### DATA RECORDS
::::::

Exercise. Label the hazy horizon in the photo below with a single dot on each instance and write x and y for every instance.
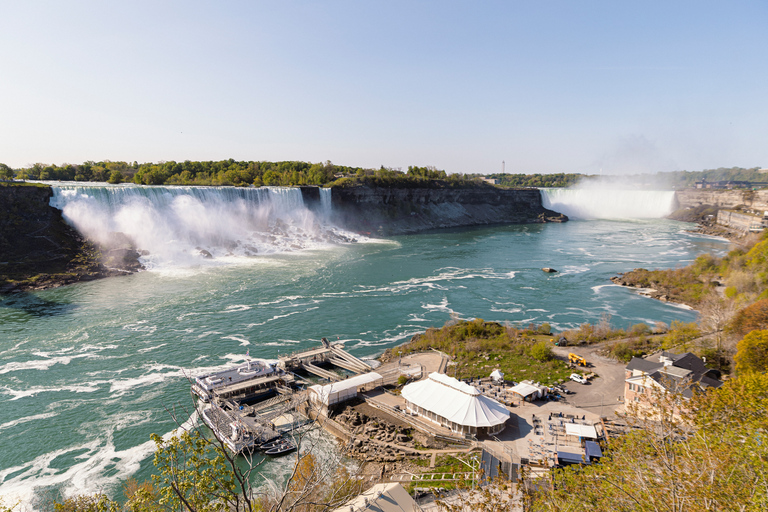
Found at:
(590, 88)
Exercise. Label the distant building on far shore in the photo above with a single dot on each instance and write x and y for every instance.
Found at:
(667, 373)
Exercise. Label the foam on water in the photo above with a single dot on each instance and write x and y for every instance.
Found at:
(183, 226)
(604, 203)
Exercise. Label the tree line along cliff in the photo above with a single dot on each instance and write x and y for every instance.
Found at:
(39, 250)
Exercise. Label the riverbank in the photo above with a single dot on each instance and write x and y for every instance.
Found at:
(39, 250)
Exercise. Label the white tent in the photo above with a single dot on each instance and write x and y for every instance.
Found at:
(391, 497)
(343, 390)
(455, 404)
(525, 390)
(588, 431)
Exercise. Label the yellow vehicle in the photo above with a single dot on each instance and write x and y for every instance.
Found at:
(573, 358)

::::::

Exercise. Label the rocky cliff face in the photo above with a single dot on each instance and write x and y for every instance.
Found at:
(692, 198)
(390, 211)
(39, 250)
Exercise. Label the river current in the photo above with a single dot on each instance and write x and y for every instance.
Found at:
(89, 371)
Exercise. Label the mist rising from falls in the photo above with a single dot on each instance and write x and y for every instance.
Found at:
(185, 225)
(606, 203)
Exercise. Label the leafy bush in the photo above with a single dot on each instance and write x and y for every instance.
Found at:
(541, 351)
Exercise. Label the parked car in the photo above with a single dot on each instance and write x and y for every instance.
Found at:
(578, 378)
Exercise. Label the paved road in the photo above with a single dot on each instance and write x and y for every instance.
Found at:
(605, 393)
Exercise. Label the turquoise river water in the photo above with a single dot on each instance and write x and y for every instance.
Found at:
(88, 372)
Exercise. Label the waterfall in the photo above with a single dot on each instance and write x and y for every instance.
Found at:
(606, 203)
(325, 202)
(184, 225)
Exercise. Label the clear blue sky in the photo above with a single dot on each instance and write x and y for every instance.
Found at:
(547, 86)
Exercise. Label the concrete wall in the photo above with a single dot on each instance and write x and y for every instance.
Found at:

::::::

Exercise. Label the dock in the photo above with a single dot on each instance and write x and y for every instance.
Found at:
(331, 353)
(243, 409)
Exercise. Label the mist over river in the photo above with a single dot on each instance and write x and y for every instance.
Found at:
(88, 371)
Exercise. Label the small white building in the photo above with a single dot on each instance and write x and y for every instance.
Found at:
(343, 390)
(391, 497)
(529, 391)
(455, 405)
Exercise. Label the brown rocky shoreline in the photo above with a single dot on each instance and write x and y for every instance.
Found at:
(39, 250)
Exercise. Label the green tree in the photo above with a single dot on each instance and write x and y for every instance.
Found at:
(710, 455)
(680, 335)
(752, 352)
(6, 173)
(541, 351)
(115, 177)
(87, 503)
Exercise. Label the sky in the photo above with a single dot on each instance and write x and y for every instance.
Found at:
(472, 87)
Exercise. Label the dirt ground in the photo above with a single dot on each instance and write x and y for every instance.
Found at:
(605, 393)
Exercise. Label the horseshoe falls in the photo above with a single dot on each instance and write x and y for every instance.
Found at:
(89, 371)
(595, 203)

::::::

### INSTRUCTIONS TO FOLLOW
Copy all lines above containing the string "tree".

### SOLUTION
Exercise. Label the tree line along cliff in the photo above with a single dot on each instance and write x and y for every instance.
Exercise. Label the green tree in the photo above with a single dot on each instance and write x and y for every instance.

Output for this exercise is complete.